STATED GOAL: Which lines in the items below contain the word "doorway"? Show every one of them in full.

EXERCISE INPUTS:
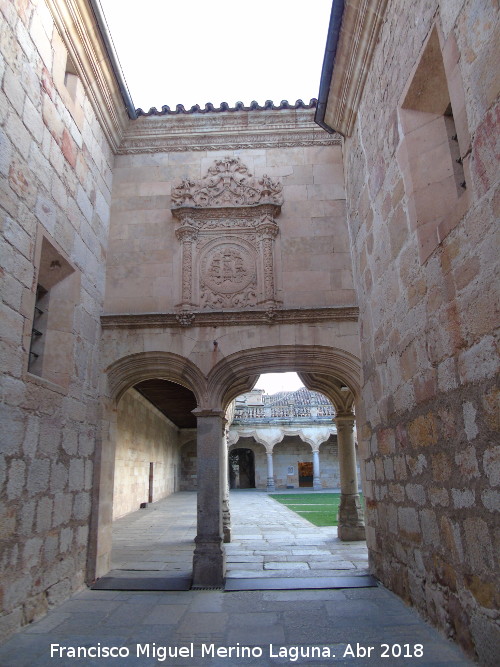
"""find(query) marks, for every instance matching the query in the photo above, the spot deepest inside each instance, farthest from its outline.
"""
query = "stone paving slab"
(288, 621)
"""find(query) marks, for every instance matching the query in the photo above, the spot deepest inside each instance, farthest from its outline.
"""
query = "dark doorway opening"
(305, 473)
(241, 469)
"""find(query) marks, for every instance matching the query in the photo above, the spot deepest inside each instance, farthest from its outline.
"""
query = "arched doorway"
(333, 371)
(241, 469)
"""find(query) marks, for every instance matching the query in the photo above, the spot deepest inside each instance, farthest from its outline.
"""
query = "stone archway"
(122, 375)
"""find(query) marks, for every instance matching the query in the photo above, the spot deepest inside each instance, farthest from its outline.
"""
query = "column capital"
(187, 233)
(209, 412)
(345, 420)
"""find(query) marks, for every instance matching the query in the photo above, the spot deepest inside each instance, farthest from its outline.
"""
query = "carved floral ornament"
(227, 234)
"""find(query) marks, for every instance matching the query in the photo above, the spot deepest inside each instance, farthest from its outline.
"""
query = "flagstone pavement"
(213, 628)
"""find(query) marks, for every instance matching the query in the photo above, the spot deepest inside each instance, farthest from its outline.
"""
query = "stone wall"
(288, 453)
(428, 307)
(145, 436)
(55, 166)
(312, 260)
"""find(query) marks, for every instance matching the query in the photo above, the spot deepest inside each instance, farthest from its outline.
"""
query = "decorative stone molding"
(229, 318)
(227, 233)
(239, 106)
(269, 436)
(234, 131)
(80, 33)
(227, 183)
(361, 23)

--

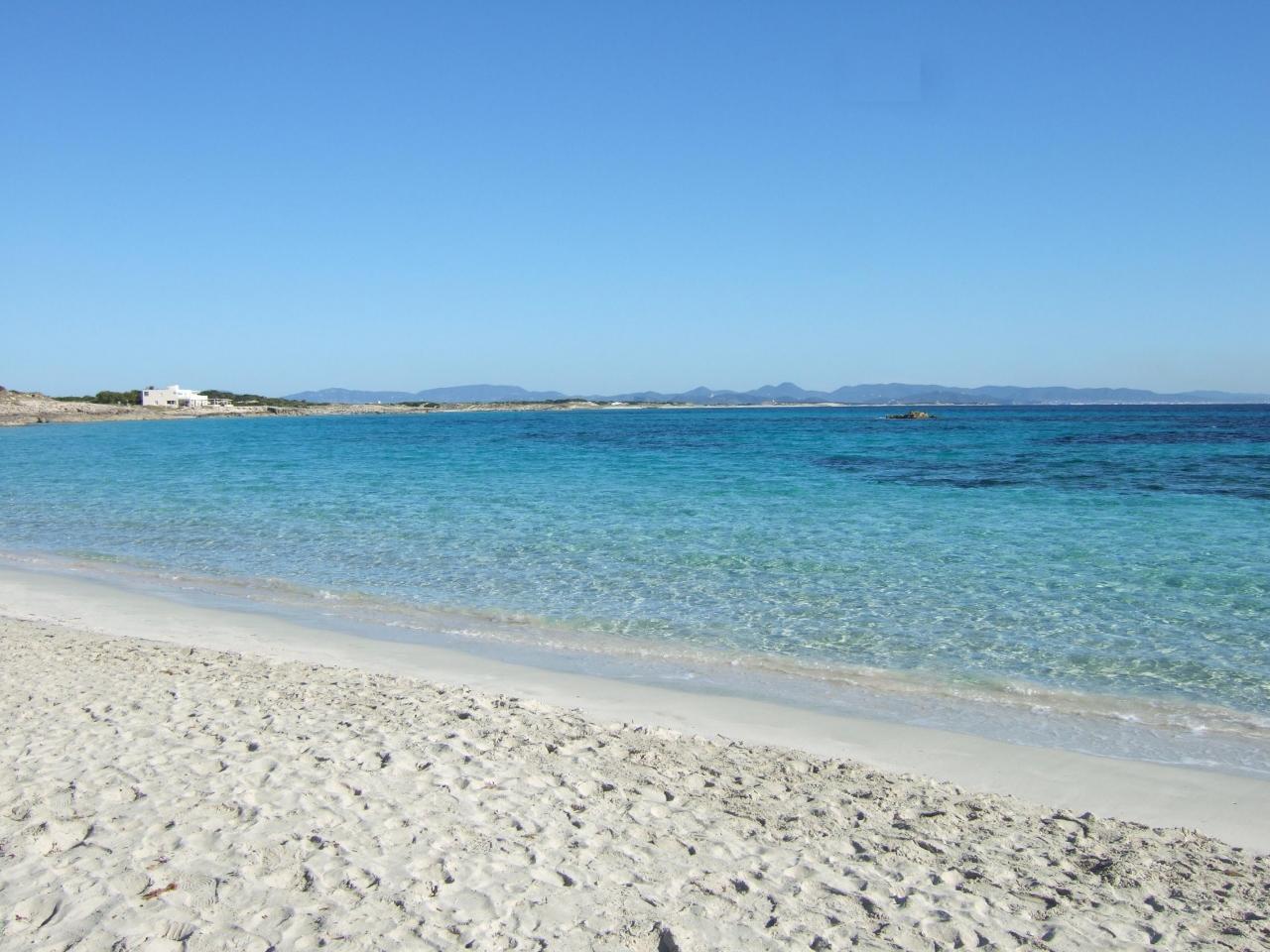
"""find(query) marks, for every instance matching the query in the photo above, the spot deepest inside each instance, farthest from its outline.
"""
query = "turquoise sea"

TASK RESPONSE:
query = "dark doorway opening"
query = "arched doorway"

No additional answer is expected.